**Do this:**
Render every line of the entries below as a numbered list, omitting blank lines and leaving out the pictures.

── Provided information

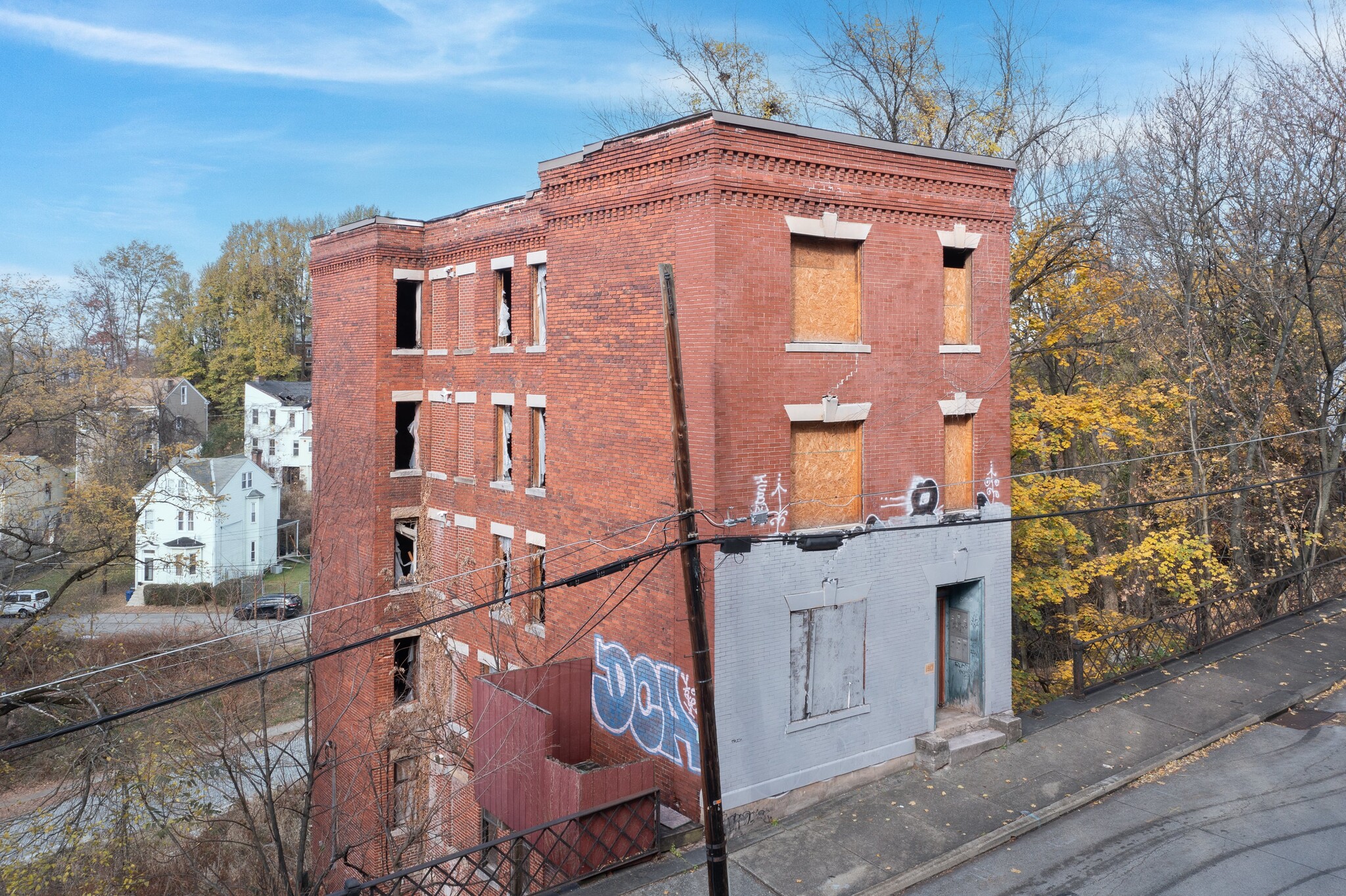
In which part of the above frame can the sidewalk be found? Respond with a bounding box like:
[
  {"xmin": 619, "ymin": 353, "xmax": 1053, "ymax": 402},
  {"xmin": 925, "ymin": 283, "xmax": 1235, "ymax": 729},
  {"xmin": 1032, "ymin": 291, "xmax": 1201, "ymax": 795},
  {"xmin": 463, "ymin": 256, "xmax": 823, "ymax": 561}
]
[{"xmin": 579, "ymin": 598, "xmax": 1346, "ymax": 896}]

────

**Output:**
1. In which part of the above frame can the sidewalk be found? Respond with a bounding box like:
2. [
3.   {"xmin": 619, "ymin": 353, "xmax": 1053, "ymax": 402},
4.   {"xmin": 925, "ymin": 283, "xmax": 1235, "ymax": 729},
5.   {"xmin": 1032, "ymin": 291, "xmax": 1201, "ymax": 795},
6.   {"xmin": 463, "ymin": 256, "xmax": 823, "ymax": 561}
7. ]
8. [{"xmin": 579, "ymin": 598, "xmax": 1346, "ymax": 896}]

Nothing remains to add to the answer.